DATASET EXCERPTS
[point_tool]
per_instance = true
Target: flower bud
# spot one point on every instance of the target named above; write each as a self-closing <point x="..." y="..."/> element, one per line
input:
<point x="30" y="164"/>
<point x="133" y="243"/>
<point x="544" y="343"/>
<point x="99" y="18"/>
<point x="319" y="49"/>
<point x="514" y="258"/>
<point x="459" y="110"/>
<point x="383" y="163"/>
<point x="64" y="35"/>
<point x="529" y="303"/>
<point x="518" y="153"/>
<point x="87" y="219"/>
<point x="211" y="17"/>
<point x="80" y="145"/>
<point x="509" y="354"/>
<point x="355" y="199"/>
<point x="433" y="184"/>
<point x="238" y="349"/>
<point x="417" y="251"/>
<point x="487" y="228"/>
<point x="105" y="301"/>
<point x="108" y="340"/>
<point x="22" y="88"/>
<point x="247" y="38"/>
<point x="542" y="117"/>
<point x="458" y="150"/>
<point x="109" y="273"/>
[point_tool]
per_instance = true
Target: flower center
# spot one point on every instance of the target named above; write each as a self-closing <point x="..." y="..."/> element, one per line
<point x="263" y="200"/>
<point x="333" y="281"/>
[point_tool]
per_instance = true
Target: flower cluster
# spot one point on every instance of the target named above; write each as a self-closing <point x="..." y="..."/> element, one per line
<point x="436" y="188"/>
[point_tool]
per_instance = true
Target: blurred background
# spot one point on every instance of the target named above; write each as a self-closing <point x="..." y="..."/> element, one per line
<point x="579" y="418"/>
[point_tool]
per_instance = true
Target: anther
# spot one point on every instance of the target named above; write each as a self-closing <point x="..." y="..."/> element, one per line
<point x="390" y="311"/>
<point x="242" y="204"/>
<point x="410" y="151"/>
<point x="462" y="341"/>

WHAT IS EXPECTED
Every line of the data that includes the word "flower" should be copied.

SOLUTION TO THE PROBLEM
Target: flower bud
Target: flower center
Target: flower cluster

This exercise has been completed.